◆ **Items from a dataset**
= Beginning of Section =

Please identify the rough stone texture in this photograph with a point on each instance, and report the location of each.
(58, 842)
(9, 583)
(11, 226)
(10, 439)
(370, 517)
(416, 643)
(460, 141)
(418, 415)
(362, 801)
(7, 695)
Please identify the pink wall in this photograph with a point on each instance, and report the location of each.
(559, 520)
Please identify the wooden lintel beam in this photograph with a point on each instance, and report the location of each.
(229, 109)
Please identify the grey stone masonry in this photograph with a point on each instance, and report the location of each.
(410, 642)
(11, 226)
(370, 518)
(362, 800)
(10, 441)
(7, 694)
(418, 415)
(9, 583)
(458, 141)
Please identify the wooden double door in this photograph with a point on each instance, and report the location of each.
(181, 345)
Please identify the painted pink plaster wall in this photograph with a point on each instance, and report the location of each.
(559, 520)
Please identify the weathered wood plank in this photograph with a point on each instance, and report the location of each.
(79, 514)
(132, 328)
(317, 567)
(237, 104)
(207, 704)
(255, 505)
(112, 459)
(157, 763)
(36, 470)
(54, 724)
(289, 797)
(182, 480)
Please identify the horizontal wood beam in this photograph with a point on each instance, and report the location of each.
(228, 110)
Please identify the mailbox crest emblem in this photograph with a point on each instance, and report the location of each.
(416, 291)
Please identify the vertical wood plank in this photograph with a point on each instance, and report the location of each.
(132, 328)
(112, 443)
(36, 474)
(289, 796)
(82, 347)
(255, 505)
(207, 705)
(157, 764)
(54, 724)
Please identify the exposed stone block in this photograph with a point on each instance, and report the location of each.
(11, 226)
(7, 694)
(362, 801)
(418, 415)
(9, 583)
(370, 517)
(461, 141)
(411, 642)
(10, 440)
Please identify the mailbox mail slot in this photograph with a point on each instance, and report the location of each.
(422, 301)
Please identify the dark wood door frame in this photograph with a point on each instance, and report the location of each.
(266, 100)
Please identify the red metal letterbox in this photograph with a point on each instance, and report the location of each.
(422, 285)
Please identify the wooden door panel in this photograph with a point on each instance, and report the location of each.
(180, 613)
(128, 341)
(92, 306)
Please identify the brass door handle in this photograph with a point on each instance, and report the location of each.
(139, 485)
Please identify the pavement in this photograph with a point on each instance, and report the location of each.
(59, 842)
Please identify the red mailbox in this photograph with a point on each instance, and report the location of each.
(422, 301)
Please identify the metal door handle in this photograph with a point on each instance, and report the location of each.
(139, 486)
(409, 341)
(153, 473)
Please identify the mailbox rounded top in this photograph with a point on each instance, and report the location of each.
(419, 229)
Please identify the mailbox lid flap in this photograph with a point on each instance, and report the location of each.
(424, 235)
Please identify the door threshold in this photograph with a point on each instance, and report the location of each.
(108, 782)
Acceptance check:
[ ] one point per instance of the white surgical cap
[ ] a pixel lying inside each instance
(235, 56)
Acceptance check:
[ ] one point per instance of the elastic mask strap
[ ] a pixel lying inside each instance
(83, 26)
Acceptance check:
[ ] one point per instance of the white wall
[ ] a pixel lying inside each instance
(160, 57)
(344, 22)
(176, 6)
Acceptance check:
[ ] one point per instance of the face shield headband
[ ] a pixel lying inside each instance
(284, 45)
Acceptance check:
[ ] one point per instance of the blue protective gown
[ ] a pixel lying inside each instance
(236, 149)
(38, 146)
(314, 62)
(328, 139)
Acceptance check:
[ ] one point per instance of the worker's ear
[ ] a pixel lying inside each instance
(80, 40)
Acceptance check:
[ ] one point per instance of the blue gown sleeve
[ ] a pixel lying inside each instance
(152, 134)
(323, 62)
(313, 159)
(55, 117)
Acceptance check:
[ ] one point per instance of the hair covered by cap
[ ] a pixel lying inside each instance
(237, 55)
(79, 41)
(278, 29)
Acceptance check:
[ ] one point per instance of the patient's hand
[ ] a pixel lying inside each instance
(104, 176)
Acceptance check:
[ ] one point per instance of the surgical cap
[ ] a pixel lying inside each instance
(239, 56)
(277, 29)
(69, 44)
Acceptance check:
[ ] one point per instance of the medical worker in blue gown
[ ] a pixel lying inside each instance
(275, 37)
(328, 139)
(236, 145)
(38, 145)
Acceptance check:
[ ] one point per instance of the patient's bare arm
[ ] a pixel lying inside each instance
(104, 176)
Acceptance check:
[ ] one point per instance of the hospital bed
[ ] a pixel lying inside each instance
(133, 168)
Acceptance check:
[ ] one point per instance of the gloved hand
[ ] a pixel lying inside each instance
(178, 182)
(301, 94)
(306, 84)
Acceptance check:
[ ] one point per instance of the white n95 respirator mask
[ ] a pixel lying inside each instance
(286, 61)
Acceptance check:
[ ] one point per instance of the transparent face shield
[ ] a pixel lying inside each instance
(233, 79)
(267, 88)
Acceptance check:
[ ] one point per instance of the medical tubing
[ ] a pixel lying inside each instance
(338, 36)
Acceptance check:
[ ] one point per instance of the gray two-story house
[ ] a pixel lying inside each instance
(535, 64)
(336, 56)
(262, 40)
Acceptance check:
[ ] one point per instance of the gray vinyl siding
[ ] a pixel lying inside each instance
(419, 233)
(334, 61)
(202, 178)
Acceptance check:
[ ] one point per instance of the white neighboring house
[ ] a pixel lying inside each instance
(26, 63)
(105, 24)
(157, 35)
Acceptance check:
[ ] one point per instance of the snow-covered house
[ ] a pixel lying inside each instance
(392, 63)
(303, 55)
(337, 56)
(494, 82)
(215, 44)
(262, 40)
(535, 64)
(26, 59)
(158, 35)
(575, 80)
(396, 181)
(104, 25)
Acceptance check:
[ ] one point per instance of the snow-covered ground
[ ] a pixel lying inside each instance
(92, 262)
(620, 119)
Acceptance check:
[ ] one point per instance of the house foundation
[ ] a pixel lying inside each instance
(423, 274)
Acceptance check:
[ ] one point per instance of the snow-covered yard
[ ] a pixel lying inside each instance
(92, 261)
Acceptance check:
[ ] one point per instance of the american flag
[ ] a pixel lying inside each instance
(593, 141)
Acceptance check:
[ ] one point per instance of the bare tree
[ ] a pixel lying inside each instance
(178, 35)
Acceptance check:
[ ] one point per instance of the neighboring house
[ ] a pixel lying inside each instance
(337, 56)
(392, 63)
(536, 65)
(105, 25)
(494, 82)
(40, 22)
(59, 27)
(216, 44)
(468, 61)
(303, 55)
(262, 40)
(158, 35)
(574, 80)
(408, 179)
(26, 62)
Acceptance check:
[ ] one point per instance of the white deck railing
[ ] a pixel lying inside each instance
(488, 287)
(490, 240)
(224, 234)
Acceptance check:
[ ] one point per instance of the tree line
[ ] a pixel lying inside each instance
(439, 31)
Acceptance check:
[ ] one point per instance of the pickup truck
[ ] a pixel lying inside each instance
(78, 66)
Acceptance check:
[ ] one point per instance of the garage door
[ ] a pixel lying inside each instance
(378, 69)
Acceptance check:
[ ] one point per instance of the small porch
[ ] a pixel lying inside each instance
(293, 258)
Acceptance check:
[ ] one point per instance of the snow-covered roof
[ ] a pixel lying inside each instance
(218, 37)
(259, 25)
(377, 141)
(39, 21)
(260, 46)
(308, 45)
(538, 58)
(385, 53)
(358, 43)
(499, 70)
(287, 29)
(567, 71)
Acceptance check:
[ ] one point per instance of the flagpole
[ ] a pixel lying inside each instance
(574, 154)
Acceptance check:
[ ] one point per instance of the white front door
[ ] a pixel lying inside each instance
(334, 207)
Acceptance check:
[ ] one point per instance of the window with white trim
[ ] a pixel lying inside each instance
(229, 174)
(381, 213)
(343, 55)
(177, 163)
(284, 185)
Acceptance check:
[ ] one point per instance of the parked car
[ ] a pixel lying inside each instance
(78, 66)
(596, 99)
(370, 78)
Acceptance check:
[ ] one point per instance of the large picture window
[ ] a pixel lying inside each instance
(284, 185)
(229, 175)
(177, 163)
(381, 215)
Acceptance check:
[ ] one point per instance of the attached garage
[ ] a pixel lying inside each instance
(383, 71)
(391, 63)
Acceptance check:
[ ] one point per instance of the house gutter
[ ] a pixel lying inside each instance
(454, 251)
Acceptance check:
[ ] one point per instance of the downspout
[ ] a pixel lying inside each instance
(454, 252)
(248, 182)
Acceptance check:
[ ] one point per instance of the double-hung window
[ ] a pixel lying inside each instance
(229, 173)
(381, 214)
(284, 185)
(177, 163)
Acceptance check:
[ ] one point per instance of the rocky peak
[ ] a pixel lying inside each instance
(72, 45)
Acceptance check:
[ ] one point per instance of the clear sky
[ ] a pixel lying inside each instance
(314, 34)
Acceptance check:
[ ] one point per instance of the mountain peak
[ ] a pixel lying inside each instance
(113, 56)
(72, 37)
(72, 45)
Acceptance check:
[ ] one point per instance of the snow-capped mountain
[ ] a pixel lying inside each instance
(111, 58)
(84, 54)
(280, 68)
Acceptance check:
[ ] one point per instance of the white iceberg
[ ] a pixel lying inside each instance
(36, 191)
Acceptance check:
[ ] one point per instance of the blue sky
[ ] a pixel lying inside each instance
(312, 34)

= End of Section =

◆ **Activity**
Reproduce verbatim the stretch of lines beginning with the one containing "[ ] one point per instance of the clear sky" and ending at the close of the entries above.

◆ **Answer for the task**
[ ] one point per instance of the clear sky
[ ] a pixel lying inside each instance
(314, 34)
Acceptance check:
[ ] one point per instance of the mountain peak
[ ] a pixel lying inside each instance
(113, 56)
(72, 37)
(72, 45)
Acceptance check:
[ ] one point per instance of the snow-capped mountain
[ ] a pixel lying inside each instance
(111, 58)
(84, 54)
(280, 68)
Acceptance check:
[ ] one point per instance of the white iceberg
[ ] a pixel lying inside each instance
(36, 191)
Acceptance check:
[ ] one point per instance of the blue sky
[ ] a pixel lying inside each instance
(312, 34)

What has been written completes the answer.